== Records supplied ==
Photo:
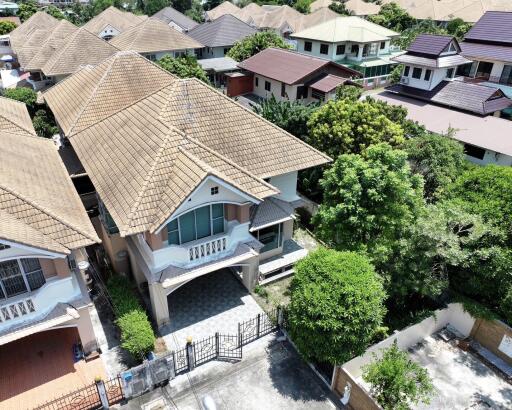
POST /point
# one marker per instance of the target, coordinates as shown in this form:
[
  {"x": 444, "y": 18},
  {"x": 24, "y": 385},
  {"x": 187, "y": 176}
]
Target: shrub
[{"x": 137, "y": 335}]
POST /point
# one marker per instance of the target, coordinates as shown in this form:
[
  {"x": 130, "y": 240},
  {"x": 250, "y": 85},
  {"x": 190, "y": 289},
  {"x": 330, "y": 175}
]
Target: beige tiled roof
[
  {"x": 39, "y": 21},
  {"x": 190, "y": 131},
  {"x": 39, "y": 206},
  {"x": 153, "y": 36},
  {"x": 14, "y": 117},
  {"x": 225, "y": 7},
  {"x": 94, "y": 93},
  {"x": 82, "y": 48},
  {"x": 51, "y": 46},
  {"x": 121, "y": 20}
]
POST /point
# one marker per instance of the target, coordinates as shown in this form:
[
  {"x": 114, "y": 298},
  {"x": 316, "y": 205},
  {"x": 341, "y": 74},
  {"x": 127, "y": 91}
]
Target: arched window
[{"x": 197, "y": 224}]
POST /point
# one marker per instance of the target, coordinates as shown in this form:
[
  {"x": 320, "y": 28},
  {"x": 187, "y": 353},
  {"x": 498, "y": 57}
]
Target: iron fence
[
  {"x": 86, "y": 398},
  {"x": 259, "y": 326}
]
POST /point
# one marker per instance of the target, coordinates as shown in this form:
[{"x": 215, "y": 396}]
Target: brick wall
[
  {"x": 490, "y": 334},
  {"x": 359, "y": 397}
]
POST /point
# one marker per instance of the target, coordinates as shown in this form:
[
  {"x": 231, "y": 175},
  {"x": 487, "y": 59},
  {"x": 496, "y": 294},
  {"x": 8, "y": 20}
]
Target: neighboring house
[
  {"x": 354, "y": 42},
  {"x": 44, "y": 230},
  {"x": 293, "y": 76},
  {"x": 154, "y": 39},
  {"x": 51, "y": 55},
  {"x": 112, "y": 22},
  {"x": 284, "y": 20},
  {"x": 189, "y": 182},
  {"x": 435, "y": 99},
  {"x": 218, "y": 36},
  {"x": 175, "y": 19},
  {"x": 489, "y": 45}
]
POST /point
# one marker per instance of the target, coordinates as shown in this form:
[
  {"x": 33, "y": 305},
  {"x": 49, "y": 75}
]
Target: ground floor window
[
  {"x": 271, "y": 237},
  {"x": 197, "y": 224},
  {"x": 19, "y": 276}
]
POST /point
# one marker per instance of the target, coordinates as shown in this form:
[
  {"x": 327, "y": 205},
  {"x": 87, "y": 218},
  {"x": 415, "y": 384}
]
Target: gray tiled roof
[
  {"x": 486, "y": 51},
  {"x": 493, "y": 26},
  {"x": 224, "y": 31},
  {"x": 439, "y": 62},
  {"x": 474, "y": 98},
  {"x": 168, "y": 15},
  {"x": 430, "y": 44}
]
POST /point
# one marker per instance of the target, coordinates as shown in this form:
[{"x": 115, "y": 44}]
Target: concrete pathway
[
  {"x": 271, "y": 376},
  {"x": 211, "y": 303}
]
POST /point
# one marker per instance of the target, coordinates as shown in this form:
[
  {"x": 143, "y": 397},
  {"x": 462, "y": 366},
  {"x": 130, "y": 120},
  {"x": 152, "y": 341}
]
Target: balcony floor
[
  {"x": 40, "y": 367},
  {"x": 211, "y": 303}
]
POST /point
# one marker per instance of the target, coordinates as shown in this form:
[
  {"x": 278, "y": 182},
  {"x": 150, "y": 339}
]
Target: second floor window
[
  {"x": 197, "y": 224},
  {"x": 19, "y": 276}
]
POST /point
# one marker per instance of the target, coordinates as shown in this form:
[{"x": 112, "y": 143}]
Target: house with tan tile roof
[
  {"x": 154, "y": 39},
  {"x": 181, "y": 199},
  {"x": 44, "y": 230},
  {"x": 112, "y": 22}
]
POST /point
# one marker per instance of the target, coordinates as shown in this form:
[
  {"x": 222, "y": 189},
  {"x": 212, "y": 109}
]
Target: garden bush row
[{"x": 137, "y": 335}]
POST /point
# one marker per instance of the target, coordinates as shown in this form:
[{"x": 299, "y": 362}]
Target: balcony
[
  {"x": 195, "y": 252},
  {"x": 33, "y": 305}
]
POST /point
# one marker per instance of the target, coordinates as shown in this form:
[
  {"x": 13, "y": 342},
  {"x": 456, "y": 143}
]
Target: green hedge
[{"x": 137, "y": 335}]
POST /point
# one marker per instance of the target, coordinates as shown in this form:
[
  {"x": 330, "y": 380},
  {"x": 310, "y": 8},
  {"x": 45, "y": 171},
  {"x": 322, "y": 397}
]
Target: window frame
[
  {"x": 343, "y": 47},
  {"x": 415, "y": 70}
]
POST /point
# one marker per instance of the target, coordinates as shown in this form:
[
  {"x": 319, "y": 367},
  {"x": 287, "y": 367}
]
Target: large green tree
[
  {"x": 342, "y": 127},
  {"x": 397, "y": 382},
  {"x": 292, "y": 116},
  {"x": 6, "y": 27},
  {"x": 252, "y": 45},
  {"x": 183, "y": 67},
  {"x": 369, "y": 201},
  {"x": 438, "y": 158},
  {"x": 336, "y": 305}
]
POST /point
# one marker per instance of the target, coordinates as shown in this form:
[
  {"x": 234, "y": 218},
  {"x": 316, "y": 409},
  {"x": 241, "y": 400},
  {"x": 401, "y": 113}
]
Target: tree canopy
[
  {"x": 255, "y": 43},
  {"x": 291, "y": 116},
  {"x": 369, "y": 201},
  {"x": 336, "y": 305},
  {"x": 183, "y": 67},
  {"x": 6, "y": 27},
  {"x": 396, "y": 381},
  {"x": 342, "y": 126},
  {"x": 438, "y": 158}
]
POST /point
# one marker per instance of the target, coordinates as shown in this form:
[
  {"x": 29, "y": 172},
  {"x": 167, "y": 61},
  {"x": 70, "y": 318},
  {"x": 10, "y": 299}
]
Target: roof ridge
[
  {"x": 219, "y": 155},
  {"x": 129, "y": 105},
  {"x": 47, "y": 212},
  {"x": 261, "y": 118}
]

== Stated goal ==
How many lines in the listing above contain the string "window"? Reply with the number alone.

== Expected answer ==
4